BEGIN GIVEN TEXT

# 009C Sample Final 1, Problem 1

Compute

a) ${\displaystyle \lim _{n\rightarrow \infty }{\frac {3-2n^{2}}{5n^{2}+n+1}}}$
b) ${\displaystyle \lim _{n\rightarrow \infty }{\frac {\ln n}{\ln 3n}}}$
Foundations:
Recall:
L'Hopital's Rule
Suppose that ${\displaystyle \lim _{x\rightarrow \infty }f(x)}$ and ${\displaystyle \lim _{x\rightarrow \infty }g(x)}$ are both zero or both ${\displaystyle \pm \infty .}$
If ${\displaystyle \lim _{x\rightarrow \infty }{\frac {f'(x)}{g'(x)}}}$ is finite or ${\displaystyle \pm \infty ,}$
then ${\displaystyle \lim _{x\rightarrow \infty }{\frac {f(x)}{g(x)}}=\lim _{x\rightarrow \infty }{\frac {f'(x)}{g'(x)}}.}$

Solution:

(a)

END GIVEN TEXT
BEGIN EXTRACTED RECORDS

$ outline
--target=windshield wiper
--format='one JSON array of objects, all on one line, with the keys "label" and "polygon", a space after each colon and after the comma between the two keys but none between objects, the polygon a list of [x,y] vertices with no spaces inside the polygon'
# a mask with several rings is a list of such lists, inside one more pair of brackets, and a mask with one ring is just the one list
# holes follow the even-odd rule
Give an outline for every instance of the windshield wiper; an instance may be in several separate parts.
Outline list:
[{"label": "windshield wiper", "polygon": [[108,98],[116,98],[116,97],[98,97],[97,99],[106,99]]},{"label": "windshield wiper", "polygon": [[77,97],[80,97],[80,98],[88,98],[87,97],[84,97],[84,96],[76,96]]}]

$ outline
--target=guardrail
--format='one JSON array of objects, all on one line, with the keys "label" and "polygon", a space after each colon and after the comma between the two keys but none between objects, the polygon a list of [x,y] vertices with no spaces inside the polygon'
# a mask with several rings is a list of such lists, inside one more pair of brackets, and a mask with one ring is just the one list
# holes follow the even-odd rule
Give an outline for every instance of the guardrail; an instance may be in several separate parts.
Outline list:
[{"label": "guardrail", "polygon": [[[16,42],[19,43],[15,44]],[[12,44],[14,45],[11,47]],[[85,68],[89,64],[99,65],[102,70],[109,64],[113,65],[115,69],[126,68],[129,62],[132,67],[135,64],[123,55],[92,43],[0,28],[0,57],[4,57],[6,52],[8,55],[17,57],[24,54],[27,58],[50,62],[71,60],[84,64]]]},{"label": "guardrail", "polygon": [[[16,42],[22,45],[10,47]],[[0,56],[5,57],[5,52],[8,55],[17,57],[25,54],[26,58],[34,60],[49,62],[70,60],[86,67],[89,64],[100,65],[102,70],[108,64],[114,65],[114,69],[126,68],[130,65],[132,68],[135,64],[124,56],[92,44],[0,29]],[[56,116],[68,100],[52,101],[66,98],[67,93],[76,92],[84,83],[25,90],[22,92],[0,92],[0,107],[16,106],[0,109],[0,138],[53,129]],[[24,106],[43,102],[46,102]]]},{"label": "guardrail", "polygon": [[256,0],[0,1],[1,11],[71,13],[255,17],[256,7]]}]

END EXTRACTED RECORDS

◆ YOUR TASK
Extend the sample final problem on limits, picking up right after its last line, "(a)".

◆ RIGHT ANSWER
Step 1:
First, we switch to the limit to ${\displaystyle x}$ so that we can use L'Hopital's rule.
So, we have
${\displaystyle {\begin{array}{rcl}\displaystyle {\lim _{x\rightarrow \infty }{\frac {3-2x^{2}}{5x^{2}+x+1}}}&{\overset {l'H}{=}}&\displaystyle {\lim _{x\rightarrow \infty }{\frac {-4x}{10x+1}}}\\&&\\&{\overset {l'H}{=}}&\displaystyle {\frac {-4}{10}}\\&&\\&=&\displaystyle {\frac {-2}{5}}.\end{array}}}$
Step 2:
Hence, we have
${\displaystyle \lim _{n\rightarrow \infty }{\frac {3-2n^{2}}{5n^{2}+n+1}}={\frac {-2}{5}}.}$

(b)

Step 1:
Again, we switch to the limit to ${\displaystyle x}$ so that we can use L'Hopital's rule.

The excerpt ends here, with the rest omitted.